(Stored data)
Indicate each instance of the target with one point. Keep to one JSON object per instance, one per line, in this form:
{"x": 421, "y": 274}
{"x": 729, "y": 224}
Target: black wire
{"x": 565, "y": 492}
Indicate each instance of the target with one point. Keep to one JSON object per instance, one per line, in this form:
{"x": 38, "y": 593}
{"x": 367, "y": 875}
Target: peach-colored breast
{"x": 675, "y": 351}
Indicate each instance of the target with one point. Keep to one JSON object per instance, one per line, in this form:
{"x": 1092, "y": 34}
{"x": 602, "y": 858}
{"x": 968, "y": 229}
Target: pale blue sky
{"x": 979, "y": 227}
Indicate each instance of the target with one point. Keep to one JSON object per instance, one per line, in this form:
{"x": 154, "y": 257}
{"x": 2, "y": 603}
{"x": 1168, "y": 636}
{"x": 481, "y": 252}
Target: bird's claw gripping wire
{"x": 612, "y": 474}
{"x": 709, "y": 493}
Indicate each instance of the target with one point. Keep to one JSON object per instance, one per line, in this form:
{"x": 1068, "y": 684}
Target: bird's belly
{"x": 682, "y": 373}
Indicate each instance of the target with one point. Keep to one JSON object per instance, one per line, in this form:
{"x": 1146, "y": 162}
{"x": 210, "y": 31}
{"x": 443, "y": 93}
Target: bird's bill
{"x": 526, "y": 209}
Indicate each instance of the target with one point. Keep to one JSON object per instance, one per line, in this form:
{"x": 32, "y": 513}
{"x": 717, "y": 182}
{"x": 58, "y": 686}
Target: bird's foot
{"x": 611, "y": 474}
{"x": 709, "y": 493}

• [WHAT YOU ARE ASKED TO DO]:
The records above are to be given again in full, word for word.

• [RESPONSE BELOW]:
Indicate each instance of the target with one point. Keep to one JSON object per instance, one per line, in this form:
{"x": 421, "y": 274}
{"x": 729, "y": 224}
Target: black wire
{"x": 565, "y": 492}
Indicate each instance of the target with one point. Keep to one JSON object per instance, one per line, in this form:
{"x": 38, "y": 593}
{"x": 367, "y": 875}
Target: peach-colored breast
{"x": 675, "y": 351}
Indicate each instance of the target with one point. Keep to one JSON object per instance, one per line, in this form:
{"x": 1092, "y": 34}
{"x": 602, "y": 858}
{"x": 968, "y": 229}
Target: pale blue sky
{"x": 979, "y": 227}
Indicate each instance of the target with one point. Keep to one JSON object per instance, one per line, in this form:
{"x": 154, "y": 257}
{"x": 2, "y": 603}
{"x": 1168, "y": 636}
{"x": 481, "y": 252}
Target: bird's claw gripping wire
{"x": 612, "y": 474}
{"x": 709, "y": 493}
Indicate each instance of the target with one point. Keep to one JSON object per instance, one per line, in this form:
{"x": 1068, "y": 684}
Target: bird's belly
{"x": 682, "y": 373}
Indicate each instance of the target with one point. Keep to one JSON object per instance, one per line, in this form:
{"x": 1146, "y": 162}
{"x": 210, "y": 31}
{"x": 443, "y": 93}
Target: bird's bill
{"x": 526, "y": 209}
Indicate each instance of the target with one point. Keep to one JSON object per instance, one per line, in this form:
{"x": 32, "y": 513}
{"x": 717, "y": 182}
{"x": 58, "y": 686}
Target: bird's foot
{"x": 611, "y": 474}
{"x": 709, "y": 493}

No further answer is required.